» **WHAT IS NEEDED**
Reproduce the material in full, unchanged.

» **DATASET ROWS**
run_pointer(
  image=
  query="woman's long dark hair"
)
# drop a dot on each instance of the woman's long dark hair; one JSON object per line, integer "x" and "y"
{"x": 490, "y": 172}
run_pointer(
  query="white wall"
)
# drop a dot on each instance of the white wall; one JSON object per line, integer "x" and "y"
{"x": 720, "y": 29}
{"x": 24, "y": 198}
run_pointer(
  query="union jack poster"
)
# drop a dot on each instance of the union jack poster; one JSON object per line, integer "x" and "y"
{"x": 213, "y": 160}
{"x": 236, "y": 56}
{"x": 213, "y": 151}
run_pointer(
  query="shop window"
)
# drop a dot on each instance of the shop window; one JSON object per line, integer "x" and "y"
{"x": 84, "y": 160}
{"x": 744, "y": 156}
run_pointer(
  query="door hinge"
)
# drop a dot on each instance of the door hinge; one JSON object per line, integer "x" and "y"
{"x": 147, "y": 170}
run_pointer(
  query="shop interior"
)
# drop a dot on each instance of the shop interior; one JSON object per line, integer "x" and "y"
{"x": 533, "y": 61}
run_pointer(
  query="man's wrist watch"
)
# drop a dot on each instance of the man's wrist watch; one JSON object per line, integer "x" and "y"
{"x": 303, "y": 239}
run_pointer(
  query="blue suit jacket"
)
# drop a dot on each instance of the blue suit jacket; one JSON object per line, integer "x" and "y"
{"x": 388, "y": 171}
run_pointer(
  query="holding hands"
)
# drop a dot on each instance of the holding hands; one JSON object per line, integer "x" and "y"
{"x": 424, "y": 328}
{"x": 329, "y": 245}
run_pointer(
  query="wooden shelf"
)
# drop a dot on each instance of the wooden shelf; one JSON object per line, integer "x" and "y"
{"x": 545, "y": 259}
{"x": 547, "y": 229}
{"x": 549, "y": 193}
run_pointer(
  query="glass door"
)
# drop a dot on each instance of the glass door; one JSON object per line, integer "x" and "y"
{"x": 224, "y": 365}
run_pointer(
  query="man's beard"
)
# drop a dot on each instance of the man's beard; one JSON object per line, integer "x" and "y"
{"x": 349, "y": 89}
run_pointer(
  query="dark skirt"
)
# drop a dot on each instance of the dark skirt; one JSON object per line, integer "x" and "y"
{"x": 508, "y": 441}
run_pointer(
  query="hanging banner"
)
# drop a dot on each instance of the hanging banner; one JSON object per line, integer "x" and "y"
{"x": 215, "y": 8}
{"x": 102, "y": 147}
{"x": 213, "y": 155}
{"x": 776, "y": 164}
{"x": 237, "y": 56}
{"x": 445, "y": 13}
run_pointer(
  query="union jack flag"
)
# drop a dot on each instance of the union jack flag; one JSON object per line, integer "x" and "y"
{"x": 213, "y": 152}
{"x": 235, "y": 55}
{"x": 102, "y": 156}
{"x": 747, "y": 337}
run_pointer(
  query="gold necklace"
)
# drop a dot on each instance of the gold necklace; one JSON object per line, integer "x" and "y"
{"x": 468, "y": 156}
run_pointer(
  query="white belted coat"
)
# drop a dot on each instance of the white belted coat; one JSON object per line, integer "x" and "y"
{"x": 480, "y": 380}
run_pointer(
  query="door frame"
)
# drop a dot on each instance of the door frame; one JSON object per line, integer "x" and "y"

» **OUTPUT FOR THIS TASK**
run_pointer(
  image=
  query="woman's long dark hair"
)
# drop a dot on each instance of the woman's long dark hair; one JSON object per line, integer "x" and "y"
{"x": 490, "y": 172}
run_pointer(
  query="white wall"
)
# drop a dot on each instance of the white wall; one JSON object per line, integer "x" and "y"
{"x": 720, "y": 29}
{"x": 24, "y": 198}
run_pointer(
  query="union jack poster"
)
# drop a dot on each instance of the union jack poster; one JSON object per line, integer "x" and "y"
{"x": 213, "y": 160}
{"x": 236, "y": 56}
{"x": 213, "y": 151}
run_pointer(
  query="shop window"
)
# drop a dot on each instance of the shop window; one JSON object per line, integer "x" and "y"
{"x": 84, "y": 160}
{"x": 744, "y": 156}
run_pointer(
  query="door hinge"
)
# drop a dot on each instance of the door hinge; one JSON object per line, integer "x" and "y"
{"x": 147, "y": 170}
run_pointer(
  query="shop interior"
)
# drop a dot on each instance of the shop interior; one JSON object per line, integer "x" and "y"
{"x": 533, "y": 61}
run_pointer(
  query="man's wrist watch"
)
# drop a dot on each instance of the man's wrist watch; one JSON object per line, integer "x" and "y"
{"x": 303, "y": 239}
run_pointer(
  query="blue suit jacket"
)
# drop a dot on each instance of the blue suit jacket; one JSON object per line, integer "x" and "y"
{"x": 388, "y": 171}
run_pointer(
  query="holding hands"
)
# drop a dot on each instance of the holding hands; one JSON object per line, integer "x" and "y"
{"x": 424, "y": 328}
{"x": 329, "y": 245}
run_pointer(
  query="wooden shelf"
)
# drop a dot on each instance of the wooden shelf; one JSON object per line, integer "x" and "y"
{"x": 545, "y": 259}
{"x": 547, "y": 229}
{"x": 549, "y": 193}
run_pointer(
  query="glass door"
)
# drop a dot on each instance of the glass door; one JSON object per line, integer "x" and "y"
{"x": 224, "y": 365}
run_pointer(
  query="man's beard"
)
# drop a dot on each instance of the man's beard; one JSON object per line, integer "x" and "y"
{"x": 349, "y": 89}
run_pointer(
  query="dark skirt"
)
# drop a dot on each instance of the dark skirt; one JSON object per line, integer "x" and "y"
{"x": 508, "y": 441}
run_pointer(
  query="hanging banner"
)
# drop a dot on each instance of the hanging banner; one JSON object per line, integer "x" and "y"
{"x": 215, "y": 8}
{"x": 102, "y": 147}
{"x": 213, "y": 155}
{"x": 776, "y": 164}
{"x": 237, "y": 56}
{"x": 445, "y": 13}
run_pointer(
  query="union jack flag"
)
# drop a dot on each instance of the union jack flag; one JSON object per line, integer "x" and "y"
{"x": 213, "y": 152}
{"x": 235, "y": 55}
{"x": 102, "y": 156}
{"x": 747, "y": 337}
run_pointer(
  query="gold necklace"
)
# drop a dot on each instance of the gold necklace; one JSON object per line, integer "x" and "y"
{"x": 468, "y": 156}
run_pointer(
  query="white belted coat"
)
# drop a dot on each instance of the white belted coat; one JSON object per line, integer "x" and "y"
{"x": 480, "y": 380}
run_pointer(
  query="door frame"
)
# drop a dot on each instance of the door frame; one JSON object per line, integer "x" and "y"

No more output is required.